» TEXT SEGMENT
The change in inflation forecasts relative to December reflects both weak inflation data
since December and the switch to the new version of the model. In terms of inflation
forecasts, the new model differs from the old one in two dimensions. First, it features more
persistence in inflation, which is largely endogenous and due to the fact that the output gap
closes very gradually. Second, it features more persistent mark-up shocks. This is because
mark-up shocks no longer have to capture the substantial high frequency noise in quarterly
core inflation, given that inflation is measured as the common factor between core PCE
inflation and the GDP deflator. In terms of the current forecast, this implies that mark-up
shocks, which capture declines in oil prices and have recently been large, have a relatively
prolonged effect on inflation.

» SUPPLIED ENTRIES
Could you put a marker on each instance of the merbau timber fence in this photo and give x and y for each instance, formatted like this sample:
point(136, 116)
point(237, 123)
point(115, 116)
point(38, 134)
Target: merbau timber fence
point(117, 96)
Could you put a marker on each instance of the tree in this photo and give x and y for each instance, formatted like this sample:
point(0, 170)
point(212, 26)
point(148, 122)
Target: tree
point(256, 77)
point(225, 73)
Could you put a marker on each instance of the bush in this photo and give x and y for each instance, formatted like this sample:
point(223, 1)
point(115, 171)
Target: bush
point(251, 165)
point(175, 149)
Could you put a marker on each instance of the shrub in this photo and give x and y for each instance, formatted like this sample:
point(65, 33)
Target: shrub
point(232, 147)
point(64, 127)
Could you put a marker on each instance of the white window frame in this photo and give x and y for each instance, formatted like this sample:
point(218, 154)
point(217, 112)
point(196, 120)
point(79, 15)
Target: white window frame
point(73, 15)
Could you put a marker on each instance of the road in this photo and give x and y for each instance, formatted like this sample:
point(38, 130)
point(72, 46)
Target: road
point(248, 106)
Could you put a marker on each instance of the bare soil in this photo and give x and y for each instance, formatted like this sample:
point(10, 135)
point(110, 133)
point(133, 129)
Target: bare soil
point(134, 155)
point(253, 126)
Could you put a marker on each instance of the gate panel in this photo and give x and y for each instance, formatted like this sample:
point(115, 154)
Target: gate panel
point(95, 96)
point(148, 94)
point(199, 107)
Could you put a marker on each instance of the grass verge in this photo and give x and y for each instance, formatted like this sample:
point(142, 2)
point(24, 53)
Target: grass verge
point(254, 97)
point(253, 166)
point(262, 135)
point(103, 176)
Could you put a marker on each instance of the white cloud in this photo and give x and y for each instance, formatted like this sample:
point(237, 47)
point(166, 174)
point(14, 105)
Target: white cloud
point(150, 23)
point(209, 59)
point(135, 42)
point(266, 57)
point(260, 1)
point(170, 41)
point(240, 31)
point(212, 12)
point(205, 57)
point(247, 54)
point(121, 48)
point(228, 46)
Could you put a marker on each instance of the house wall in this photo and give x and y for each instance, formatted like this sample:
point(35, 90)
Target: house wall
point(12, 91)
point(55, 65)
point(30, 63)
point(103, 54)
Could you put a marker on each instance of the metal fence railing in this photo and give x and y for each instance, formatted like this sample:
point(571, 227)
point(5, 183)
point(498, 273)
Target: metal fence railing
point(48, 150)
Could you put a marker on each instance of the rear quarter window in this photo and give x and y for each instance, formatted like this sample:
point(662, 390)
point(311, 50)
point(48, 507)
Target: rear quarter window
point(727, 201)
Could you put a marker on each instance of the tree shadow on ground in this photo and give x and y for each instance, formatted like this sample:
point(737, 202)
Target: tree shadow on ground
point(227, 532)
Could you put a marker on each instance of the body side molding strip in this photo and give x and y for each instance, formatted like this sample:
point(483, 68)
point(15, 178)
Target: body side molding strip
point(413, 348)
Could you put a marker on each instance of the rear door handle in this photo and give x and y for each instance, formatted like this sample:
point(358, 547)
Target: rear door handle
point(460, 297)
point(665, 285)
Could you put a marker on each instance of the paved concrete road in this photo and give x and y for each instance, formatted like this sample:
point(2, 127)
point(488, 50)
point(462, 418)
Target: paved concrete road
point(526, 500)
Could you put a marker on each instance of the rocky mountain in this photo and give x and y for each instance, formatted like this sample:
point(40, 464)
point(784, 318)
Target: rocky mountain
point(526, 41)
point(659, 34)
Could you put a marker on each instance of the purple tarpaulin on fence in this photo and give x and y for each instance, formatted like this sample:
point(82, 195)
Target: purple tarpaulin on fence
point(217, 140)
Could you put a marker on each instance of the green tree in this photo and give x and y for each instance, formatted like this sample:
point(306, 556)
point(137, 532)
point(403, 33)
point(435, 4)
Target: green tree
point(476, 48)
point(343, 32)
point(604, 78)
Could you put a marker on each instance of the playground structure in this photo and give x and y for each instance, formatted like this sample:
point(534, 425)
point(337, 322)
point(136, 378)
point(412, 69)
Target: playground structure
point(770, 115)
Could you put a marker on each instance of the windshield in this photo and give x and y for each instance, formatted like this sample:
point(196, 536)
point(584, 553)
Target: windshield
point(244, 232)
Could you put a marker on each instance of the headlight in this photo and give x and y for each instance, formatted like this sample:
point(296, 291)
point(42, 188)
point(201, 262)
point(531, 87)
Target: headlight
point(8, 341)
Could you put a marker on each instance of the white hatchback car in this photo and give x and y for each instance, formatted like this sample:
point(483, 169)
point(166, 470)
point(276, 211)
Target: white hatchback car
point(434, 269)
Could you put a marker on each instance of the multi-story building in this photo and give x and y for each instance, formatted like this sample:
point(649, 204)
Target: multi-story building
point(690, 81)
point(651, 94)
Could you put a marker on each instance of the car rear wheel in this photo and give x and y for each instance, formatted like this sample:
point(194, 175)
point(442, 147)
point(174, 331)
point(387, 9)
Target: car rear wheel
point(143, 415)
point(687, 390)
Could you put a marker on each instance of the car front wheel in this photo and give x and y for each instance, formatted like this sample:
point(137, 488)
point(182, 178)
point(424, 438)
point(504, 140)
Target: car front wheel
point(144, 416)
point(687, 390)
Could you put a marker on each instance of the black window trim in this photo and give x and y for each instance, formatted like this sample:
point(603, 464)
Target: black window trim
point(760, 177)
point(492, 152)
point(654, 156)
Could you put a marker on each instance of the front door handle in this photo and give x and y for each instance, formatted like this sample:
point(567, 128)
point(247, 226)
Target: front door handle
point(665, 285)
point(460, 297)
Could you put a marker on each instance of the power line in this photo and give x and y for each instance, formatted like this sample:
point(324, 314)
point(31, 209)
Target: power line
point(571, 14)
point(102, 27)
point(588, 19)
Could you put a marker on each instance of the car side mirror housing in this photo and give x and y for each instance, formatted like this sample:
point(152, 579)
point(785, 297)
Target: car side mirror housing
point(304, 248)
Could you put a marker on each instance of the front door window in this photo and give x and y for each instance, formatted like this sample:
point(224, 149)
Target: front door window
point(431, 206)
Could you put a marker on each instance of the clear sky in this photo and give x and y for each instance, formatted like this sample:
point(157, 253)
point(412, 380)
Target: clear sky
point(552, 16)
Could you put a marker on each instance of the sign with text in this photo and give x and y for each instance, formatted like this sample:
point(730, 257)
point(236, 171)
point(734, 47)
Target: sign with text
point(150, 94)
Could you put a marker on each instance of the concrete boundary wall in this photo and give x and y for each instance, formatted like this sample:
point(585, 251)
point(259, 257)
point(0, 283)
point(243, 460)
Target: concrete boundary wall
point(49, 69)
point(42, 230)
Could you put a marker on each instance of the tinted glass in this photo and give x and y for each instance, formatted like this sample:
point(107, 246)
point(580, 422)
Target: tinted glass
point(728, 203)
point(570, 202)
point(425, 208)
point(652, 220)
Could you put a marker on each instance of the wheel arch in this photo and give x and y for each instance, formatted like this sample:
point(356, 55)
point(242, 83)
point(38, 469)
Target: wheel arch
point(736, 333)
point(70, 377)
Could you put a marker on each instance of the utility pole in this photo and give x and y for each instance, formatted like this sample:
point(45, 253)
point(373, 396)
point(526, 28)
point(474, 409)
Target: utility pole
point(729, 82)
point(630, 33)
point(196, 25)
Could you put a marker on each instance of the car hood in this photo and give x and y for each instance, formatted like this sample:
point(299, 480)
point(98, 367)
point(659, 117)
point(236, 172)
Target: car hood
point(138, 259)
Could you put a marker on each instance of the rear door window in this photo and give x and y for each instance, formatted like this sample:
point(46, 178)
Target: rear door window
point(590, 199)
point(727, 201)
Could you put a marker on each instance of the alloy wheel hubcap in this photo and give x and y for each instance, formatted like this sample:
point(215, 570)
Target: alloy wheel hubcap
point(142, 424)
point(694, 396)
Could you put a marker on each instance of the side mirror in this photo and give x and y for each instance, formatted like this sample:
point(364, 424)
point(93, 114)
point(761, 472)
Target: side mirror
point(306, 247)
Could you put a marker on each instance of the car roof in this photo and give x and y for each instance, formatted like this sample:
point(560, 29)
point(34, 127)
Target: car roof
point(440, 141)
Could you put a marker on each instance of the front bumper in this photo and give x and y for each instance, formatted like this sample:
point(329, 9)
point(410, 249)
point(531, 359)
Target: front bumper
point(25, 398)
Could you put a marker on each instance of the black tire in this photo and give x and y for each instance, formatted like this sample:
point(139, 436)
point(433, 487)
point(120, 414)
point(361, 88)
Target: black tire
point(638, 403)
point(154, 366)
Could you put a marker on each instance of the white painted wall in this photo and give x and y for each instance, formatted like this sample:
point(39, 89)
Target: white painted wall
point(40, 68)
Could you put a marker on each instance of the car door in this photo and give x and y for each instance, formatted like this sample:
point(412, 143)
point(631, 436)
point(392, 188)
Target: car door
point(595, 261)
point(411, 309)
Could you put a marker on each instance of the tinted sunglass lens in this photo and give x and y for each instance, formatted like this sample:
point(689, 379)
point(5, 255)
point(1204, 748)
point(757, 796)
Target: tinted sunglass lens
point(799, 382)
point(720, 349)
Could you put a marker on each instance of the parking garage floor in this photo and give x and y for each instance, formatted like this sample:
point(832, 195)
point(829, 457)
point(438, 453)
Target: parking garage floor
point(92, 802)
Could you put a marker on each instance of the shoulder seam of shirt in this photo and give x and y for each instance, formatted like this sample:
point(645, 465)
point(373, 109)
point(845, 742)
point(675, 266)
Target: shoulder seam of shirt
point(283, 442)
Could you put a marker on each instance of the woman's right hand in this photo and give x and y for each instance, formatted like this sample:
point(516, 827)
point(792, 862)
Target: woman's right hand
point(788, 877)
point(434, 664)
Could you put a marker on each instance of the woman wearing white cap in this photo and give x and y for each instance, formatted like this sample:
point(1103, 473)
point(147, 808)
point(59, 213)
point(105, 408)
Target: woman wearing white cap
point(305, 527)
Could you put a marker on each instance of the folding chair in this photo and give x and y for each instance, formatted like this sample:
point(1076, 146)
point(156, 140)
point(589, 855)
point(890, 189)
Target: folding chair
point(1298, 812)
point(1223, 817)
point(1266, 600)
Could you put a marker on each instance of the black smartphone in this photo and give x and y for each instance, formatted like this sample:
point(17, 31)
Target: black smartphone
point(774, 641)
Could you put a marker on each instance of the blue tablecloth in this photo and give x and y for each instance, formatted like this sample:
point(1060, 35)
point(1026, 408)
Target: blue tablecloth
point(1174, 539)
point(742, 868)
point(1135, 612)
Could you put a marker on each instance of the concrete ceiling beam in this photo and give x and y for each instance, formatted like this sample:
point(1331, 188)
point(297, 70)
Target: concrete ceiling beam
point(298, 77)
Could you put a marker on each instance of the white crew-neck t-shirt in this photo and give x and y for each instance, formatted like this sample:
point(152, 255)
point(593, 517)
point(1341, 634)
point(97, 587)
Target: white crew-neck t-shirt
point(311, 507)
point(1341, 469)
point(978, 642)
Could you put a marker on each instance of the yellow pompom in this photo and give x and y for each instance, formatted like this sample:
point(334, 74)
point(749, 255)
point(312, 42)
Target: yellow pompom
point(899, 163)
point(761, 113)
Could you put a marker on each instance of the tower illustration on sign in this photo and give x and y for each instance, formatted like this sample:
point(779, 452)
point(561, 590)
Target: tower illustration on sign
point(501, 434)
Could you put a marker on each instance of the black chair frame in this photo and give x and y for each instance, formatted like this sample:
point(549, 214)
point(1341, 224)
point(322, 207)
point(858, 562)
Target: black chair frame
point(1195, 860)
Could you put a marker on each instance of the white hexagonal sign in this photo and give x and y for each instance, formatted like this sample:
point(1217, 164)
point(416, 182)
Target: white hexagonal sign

» EXERCISE BRIEF
Could you print the passage on inflation forecasts above, starting with "The change in" and going on through "effect on inflation."?

» EXPECTED ANSWER
The change in inflation forecasts relative to December reflects both weak inflation data
since December and the switch to the new version of the model. In terms of inflation
forecasts, the new model differs from the old one in two dimensions. First, it features more
persistence in inflation, which is largely endogenous and due to the fact that the output gap
closes very gradually. Second, it features more persistent mark-up shocks. This is because
mark-up shocks no longer have to capture the substantial high frequency noise in quarterly
core inflation, given that inflation is measured as the common factor between core PCE
inflation and the GDP deflator. In terms of the current forecast, this implies that mark-up
shocks, which capture declines in oil prices and have recently been large, have a relatively
prolonged effect on inflation.